The data
◇ ◇ ◇ ◇ ◇
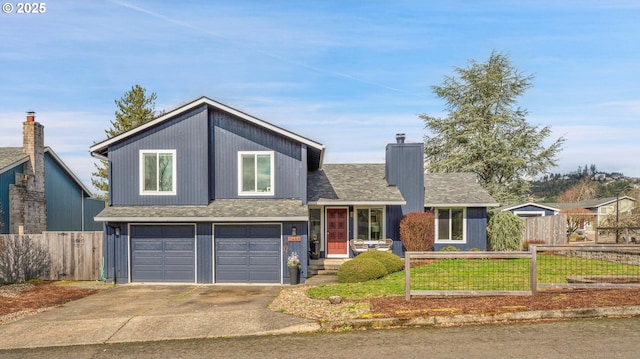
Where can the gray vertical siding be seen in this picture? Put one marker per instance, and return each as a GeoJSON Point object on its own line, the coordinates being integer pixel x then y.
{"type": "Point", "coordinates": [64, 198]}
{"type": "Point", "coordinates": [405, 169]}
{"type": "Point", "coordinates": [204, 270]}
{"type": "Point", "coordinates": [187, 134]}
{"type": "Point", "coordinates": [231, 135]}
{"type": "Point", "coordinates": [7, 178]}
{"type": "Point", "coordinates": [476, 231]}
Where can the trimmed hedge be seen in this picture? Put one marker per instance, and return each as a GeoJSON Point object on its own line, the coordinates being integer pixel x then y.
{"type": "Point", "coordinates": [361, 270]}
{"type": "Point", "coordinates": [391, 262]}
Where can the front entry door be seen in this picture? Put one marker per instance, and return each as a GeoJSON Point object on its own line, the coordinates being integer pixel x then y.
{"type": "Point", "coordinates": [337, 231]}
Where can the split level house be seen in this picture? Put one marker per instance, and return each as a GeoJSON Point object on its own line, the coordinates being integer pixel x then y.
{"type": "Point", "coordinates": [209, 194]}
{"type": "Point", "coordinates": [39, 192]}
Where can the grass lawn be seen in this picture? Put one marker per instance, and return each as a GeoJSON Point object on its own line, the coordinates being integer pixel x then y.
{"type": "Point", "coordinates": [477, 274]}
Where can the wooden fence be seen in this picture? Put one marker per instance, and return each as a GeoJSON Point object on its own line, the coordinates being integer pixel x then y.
◇ ◇ ◇ ◇ ◇
Copy out the records word for word, from the line that contains "Where can the split" through the last line of the records.

Response to the exercise
Where can the split level house be seen in this picture? Put one marker per instance, and return each as a GeoJSON Point object on its own line, the coordinates being integer pixel x then y.
{"type": "Point", "coordinates": [209, 194]}
{"type": "Point", "coordinates": [39, 192]}
Where can the grass lawn be seen in this picture? Put one marker per instance, and return each as a GeoJSON Point object on its own line, the coordinates being integer pixel x then y.
{"type": "Point", "coordinates": [477, 274]}
Where can the wooden fence be seen in this picture? Put one marker per instance, and return each as a GeoJSON Point object on its own line, the coordinates being integer pixel x then y.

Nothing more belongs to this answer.